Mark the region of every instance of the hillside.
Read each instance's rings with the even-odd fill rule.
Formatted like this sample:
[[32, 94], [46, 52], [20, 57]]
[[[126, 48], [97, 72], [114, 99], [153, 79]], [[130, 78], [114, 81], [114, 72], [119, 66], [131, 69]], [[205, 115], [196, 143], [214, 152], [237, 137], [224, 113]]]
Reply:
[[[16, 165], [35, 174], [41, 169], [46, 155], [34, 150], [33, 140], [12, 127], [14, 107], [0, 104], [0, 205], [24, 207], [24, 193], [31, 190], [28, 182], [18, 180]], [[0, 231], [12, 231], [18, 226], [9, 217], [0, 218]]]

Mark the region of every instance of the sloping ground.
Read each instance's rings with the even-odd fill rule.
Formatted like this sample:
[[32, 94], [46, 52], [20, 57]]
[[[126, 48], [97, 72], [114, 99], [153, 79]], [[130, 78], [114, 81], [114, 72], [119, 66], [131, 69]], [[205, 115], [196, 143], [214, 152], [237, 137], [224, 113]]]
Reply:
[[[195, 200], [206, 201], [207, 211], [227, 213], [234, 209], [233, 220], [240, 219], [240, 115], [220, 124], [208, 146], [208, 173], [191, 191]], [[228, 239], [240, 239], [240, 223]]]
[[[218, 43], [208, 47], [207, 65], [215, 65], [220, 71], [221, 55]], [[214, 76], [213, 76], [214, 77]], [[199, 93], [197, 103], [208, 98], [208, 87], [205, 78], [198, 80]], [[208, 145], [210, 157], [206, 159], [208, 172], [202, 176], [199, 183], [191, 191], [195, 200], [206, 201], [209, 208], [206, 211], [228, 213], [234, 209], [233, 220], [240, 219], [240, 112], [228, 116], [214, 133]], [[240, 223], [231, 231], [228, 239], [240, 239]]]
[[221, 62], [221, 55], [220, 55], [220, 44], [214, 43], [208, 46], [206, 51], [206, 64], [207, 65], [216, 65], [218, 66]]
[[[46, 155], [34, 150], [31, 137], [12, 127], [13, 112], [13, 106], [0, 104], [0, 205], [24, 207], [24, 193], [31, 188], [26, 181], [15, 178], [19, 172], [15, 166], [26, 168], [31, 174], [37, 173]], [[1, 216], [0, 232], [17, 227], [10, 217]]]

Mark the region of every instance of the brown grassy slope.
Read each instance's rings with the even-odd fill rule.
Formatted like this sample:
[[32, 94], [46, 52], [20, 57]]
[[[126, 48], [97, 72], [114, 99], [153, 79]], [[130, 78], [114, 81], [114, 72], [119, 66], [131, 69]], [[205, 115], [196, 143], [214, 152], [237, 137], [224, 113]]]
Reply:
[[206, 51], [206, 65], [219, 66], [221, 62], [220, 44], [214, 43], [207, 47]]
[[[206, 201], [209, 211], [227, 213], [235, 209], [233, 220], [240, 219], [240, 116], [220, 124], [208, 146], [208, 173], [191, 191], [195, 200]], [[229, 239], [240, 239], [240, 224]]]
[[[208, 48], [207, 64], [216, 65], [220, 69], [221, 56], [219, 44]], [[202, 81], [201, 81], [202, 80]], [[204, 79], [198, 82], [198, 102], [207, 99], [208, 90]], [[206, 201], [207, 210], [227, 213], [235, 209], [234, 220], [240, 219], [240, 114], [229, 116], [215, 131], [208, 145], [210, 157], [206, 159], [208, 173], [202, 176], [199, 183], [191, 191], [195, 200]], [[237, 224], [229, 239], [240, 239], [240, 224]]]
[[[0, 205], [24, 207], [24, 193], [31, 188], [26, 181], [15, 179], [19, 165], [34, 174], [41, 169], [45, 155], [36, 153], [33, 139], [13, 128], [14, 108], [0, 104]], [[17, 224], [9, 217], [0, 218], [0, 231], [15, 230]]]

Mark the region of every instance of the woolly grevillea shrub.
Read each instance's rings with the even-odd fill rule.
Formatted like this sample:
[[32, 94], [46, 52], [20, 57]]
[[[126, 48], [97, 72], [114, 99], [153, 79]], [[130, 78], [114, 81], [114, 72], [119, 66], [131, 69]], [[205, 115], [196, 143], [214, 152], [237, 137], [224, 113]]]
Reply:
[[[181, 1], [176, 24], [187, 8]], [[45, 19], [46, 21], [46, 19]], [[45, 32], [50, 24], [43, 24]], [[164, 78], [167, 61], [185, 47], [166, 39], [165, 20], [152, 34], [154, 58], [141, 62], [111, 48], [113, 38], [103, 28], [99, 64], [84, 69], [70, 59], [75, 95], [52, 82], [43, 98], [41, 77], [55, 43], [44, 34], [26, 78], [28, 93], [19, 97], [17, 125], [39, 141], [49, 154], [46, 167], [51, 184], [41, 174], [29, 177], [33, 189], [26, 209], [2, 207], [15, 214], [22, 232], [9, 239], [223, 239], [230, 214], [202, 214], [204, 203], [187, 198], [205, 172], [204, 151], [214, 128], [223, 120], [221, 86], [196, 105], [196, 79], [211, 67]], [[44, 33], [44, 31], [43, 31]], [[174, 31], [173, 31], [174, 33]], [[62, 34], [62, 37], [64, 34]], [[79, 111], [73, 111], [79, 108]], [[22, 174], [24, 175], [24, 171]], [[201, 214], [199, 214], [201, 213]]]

::::

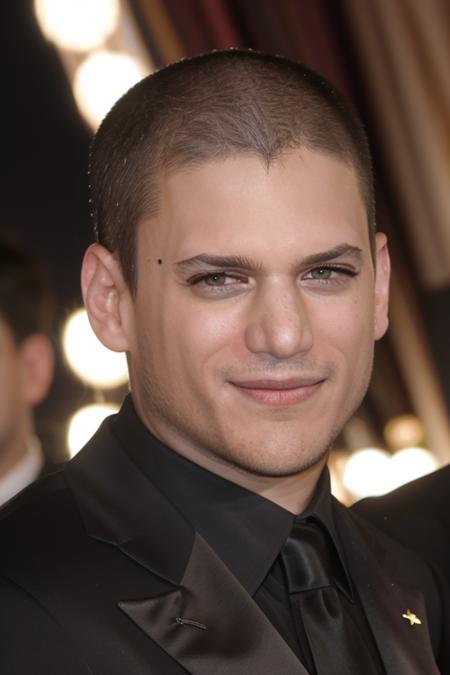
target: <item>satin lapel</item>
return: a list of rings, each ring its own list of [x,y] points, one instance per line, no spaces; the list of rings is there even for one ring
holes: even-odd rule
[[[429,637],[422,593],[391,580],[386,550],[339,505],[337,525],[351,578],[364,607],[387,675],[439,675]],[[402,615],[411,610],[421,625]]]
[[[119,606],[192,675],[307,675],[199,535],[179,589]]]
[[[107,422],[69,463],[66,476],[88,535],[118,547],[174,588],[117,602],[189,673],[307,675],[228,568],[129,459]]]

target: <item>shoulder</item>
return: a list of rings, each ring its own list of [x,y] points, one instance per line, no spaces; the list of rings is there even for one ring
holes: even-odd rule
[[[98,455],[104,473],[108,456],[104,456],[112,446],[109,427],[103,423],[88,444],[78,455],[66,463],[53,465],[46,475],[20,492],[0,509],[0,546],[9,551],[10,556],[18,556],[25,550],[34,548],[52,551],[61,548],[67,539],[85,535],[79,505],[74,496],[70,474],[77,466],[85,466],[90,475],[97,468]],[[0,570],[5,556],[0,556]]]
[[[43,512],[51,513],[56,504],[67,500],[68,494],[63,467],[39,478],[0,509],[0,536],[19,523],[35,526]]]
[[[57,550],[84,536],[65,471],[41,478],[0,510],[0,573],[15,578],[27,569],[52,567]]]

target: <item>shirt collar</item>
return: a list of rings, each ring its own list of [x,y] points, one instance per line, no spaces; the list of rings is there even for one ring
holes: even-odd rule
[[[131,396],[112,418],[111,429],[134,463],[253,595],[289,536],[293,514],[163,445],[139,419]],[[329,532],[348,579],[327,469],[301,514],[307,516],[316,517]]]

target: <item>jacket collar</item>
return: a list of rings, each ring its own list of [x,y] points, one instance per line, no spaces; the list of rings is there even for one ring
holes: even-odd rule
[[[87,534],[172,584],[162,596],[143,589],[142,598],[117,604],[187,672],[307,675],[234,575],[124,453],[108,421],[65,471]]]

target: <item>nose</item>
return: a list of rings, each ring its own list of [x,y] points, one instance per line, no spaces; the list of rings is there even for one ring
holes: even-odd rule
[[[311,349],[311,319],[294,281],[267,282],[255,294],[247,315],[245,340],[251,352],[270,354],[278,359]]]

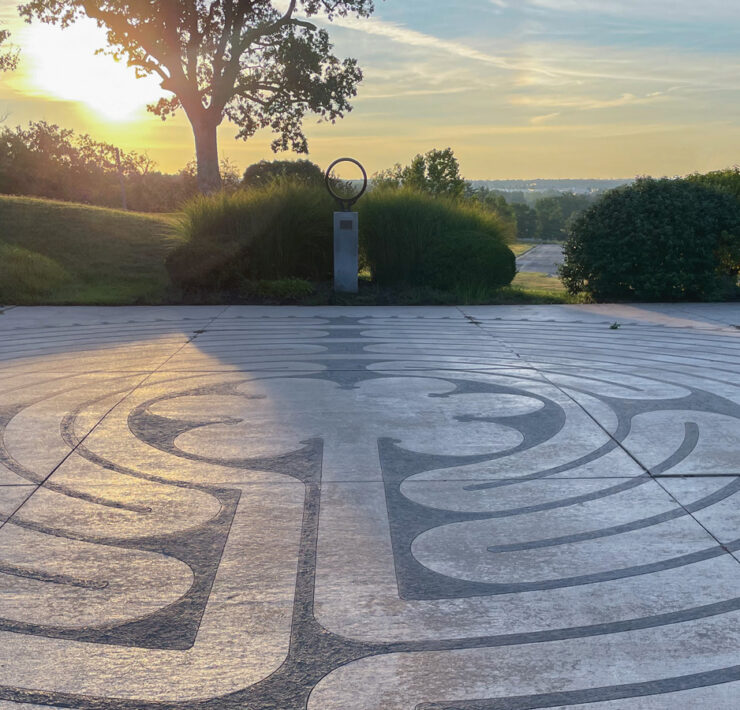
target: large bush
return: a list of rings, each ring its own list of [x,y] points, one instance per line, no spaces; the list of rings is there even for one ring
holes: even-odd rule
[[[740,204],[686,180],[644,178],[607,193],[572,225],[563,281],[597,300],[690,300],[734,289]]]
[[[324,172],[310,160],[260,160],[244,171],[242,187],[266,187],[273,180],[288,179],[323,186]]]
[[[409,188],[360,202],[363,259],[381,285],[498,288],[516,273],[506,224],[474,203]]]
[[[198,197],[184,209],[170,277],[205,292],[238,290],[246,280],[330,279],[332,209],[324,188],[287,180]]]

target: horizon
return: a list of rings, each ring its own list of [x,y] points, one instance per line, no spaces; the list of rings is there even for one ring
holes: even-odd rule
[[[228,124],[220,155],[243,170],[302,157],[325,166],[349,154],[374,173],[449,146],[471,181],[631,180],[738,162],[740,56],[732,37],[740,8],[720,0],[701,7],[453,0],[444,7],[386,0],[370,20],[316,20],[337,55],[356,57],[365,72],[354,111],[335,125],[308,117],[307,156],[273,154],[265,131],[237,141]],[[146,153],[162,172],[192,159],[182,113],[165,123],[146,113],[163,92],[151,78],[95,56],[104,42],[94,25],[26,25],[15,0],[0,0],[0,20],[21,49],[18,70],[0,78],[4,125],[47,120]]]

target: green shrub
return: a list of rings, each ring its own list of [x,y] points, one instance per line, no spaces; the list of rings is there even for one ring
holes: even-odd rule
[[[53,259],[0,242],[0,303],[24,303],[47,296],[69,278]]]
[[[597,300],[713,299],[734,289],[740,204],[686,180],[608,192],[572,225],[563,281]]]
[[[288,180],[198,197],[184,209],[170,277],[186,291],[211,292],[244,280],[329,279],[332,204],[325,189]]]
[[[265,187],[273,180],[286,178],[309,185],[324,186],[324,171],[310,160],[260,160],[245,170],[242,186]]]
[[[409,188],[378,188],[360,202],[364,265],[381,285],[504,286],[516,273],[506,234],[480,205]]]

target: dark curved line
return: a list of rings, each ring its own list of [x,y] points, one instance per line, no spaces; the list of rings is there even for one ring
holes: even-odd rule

::::

## TASK OBJECTIVE
Return all lines of the data in which the string "every" appears.

## EXPECTED ANSWER
Mark the region of every instance of the hillside.
Mark the region of every instance of the sloping ground.
Mark the region of every instance of the brown grassy slope.
Mark the region of every instance of the woolly grevillea shrub.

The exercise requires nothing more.